-- Directions for this task --
Images excepted, the data below must be repeated exactly.

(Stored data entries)
****************************************
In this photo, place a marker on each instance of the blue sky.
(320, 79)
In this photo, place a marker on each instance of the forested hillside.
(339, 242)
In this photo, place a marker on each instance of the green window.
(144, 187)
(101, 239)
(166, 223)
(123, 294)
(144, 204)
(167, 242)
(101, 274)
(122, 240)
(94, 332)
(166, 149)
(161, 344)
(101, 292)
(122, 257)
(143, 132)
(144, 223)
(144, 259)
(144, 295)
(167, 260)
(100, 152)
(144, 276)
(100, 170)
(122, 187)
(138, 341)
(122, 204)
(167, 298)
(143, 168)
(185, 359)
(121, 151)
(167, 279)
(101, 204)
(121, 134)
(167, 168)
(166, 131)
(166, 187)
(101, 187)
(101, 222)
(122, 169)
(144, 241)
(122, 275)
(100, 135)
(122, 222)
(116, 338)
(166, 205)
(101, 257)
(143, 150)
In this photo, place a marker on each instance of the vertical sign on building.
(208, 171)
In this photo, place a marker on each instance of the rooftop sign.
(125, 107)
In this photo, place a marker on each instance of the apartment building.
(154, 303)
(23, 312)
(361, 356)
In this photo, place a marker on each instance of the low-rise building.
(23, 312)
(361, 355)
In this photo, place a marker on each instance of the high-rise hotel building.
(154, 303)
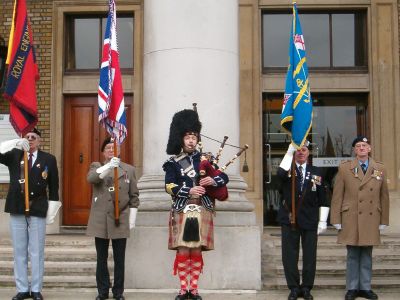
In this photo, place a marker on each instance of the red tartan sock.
(182, 268)
(196, 267)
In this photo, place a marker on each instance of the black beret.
(106, 141)
(35, 130)
(360, 138)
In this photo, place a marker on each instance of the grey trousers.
(359, 267)
(28, 238)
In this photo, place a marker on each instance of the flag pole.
(26, 184)
(116, 187)
(293, 214)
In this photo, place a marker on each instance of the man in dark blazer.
(28, 231)
(310, 198)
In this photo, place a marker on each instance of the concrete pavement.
(90, 294)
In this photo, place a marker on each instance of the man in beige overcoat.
(360, 210)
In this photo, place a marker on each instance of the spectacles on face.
(31, 137)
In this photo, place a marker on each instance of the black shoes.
(36, 296)
(182, 296)
(294, 294)
(306, 294)
(194, 296)
(22, 296)
(367, 294)
(351, 295)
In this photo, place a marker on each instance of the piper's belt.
(182, 202)
(111, 190)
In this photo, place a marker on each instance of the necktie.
(364, 168)
(30, 161)
(301, 177)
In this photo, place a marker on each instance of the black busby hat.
(360, 138)
(35, 130)
(184, 122)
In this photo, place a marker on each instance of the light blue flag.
(296, 117)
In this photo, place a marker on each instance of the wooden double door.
(83, 136)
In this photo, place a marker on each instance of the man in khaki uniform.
(360, 210)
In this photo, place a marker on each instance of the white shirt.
(34, 156)
(304, 169)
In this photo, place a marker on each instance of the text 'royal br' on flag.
(296, 117)
(22, 72)
(111, 96)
****************************************
-- Worked solution --
In this photo, place a marker on each instance of the blue sky.
(320, 79)
In this photo, place a marker on each instance of the forested hillside.
(339, 242)
In this photo, place a marker on each instance of the green window.
(144, 187)
(101, 239)
(166, 223)
(123, 294)
(144, 204)
(167, 242)
(101, 274)
(122, 240)
(94, 332)
(166, 149)
(161, 344)
(101, 292)
(122, 257)
(143, 132)
(144, 223)
(144, 259)
(144, 295)
(167, 260)
(100, 152)
(144, 276)
(100, 170)
(122, 187)
(138, 341)
(122, 204)
(167, 298)
(143, 168)
(185, 359)
(121, 151)
(167, 279)
(101, 204)
(121, 134)
(167, 168)
(166, 131)
(166, 187)
(101, 187)
(101, 222)
(122, 169)
(144, 241)
(122, 275)
(100, 135)
(122, 222)
(116, 338)
(166, 205)
(101, 257)
(143, 150)
In this photo, place a marker on each instance of the vertical sign on building.
(208, 171)
In this photo, place a marker on each instance of the rooftop sign.
(125, 107)
In this photo, place a marker on each instance of the apartment building.
(154, 303)
(23, 312)
(361, 356)
In this photo, place a marker on each instance of the low-rise building.
(23, 312)
(361, 355)
In this photo, place a marker on each instance of the high-rise hotel building.
(154, 303)
In this photo, place a marker on each instance of the red tartan sock.
(182, 268)
(196, 267)
In this photo, place a marker on each instance of the black beret.
(106, 141)
(35, 130)
(360, 138)
In this photo, place a marker on each instance of the grey trousers.
(359, 267)
(28, 238)
In this photo, place a marker on each instance of the flag pole.
(26, 184)
(116, 187)
(293, 214)
In this photo, place a marker on each instance of the man in dark blazer.
(28, 231)
(310, 198)
In this photo, place a marker on each instance of the concrete pavement.
(90, 294)
In this photo, place a marker on each instance of the man in beige overcoat.
(360, 210)
In this photo, place a marker on each instance of the spectacles on face.
(31, 137)
In this photo, place a marker on each instance of the black shoes.
(36, 296)
(182, 296)
(294, 294)
(306, 294)
(194, 296)
(22, 296)
(367, 294)
(351, 295)
In this photo, place a marker on each instance of the piper's belt.
(182, 202)
(111, 190)
In this photo, place a marker on each instance of the necktie.
(364, 168)
(30, 161)
(301, 177)
In this photo, place a marker on each instance of the black busby hat.
(360, 138)
(35, 130)
(184, 122)
In this photo, place a marker on each instance of the light blue flag.
(296, 117)
In this photo, place a marker on each instance of the wooden double door.
(83, 136)
In this photo, place a marker on each instance of the man in khaki uniform.
(360, 210)
In this photo, place a marker on each instance of the white shirt.
(34, 156)
(304, 169)
In this photo, place a marker on each instance of the text 'royal br' on flag.
(296, 117)
(22, 72)
(111, 96)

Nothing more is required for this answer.